■ **SELECTED PASSAGE**:
((

# SWF SWF/B-UK1504-45 Power Issue



## swfowner (Apr 29, 2016)

Hello,

I own a SWF/B-UK1504-45 Embroidery machine. When powering on the green power button no longer seems to work or light up. Also the contactor does not activate. I thought it was a bad contactor, so I replaced that. But it didn't fix the issue. Is it a bad button or possibly the transformer? Any help would be greatly appreciated. Trying to fix it myself. Thanks-Nick


----------



## binki (Jul 16, 2006)

I would start with the power supply in the control box


----------



## swfowner (Apr 29, 2016)

I forgot to mention, if I manually hold in the contactor the machine turns on and works fine. But the second I let it go, the machine turns off.


----------



## twear (May 6, 2009)

Nick give me a call at 573-382-2449 I am a SWF Tech...


----------



## 539162 (Jun 12, 2015)

The problem is there is a open circuit in the machine. There is 3 things to check. First remove the covers near the emergency stop button and make sure one of the 2 wires isn't disconnected. I have seen this multiple times. Second make sure your emergency stop button isn't pushed in. If you remove the side panel where the switch is make sure everything is secure to the switch or all connections to the board are secured tightly. I am pretty sure one of the wires is lose or unhooked at the emergency stop button though.


----------



## swfowner (Apr 29, 2016)

Thanks to everyone that helped. We figured it out. It was a bad inline resistor going from the contactor to the green button. We replaced it and it works perfect now!


----------



## Andre Breytenbach (Jul 20, 2021)

swfowner said:


> Thanks to everyone that helped. We figured it out. It was a bad inline resistor going from the contactor to the green button. We replaced it and it works perfect now!


Good Day. I am sitting with exactly the same problem. Is it possible for you to send me a photo wear this faulty part is situated. Or explain to me wear I can find it to replace the part.
Kind regards
Andre


----------

))

■ **YOUR TASKS**:
1. List every distinct username that posts in the SWF embroidery machine power thread, without repeats.
2. From the SWF embroidery machine power thread, return the passage that begins at the words "## Andre Breytenbach" and ends after the words "replace the part.".

Excerpts of annotation records
((

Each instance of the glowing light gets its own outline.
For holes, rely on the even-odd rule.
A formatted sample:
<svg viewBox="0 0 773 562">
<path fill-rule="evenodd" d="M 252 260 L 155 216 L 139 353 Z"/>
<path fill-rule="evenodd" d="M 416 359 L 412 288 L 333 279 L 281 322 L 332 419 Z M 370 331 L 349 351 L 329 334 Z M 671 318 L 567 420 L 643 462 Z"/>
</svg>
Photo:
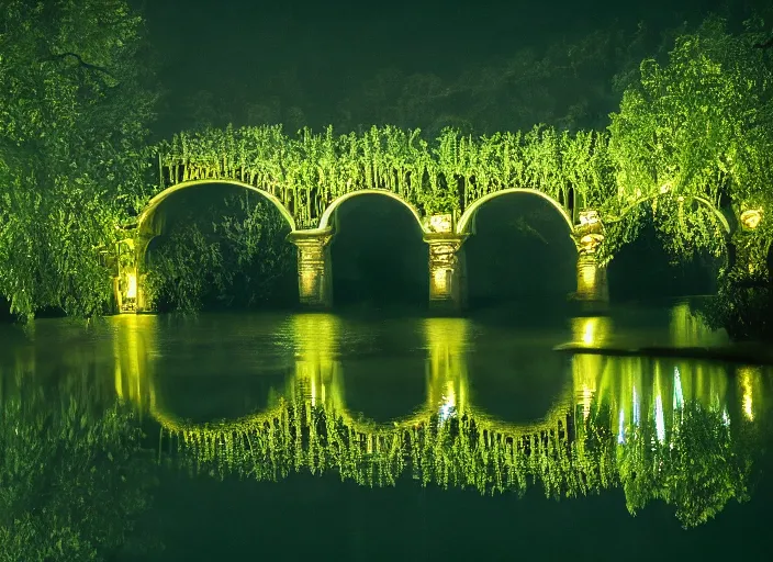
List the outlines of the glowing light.
<svg viewBox="0 0 773 562">
<path fill-rule="evenodd" d="M 748 209 L 741 213 L 741 224 L 744 228 L 753 231 L 762 222 L 762 210 L 761 209 Z"/>
<path fill-rule="evenodd" d="M 126 299 L 137 297 L 137 276 L 136 273 L 126 274 Z"/>
<path fill-rule="evenodd" d="M 444 215 L 432 215 L 429 217 L 429 231 L 434 233 L 453 232 L 453 217 L 450 213 Z"/>
<path fill-rule="evenodd" d="M 435 291 L 437 293 L 448 293 L 448 278 L 451 272 L 448 269 L 436 269 L 433 273 L 433 281 L 435 282 Z"/>
<path fill-rule="evenodd" d="M 665 440 L 665 419 L 663 416 L 663 400 L 660 394 L 654 398 L 654 427 L 658 440 L 662 443 Z"/>
<path fill-rule="evenodd" d="M 681 409 L 682 406 L 684 406 L 682 375 L 679 372 L 679 367 L 674 367 L 674 409 Z"/>
<path fill-rule="evenodd" d="M 601 220 L 598 218 L 598 212 L 597 211 L 580 211 L 580 224 L 585 226 L 585 225 L 592 225 L 592 224 L 597 224 L 600 223 Z"/>
</svg>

))

■ **ANSWERS GIVEN**:
1.
swfowner
binki
twear
539162
Andre Breytenbach

2.
## Andre Breytenbach (Jul 20, 2021)

swfowner said:


> Thanks to everyone that helped. We figured it out. It was a bad inline resistor going from the contactor to the green button. We replaced it and it works perfect now!


Good Day. I am sitting with exactly the same problem. Is it possible for you to send me a photo wear this faulty part is situated. Or explain to me wear I can find it to replace the part.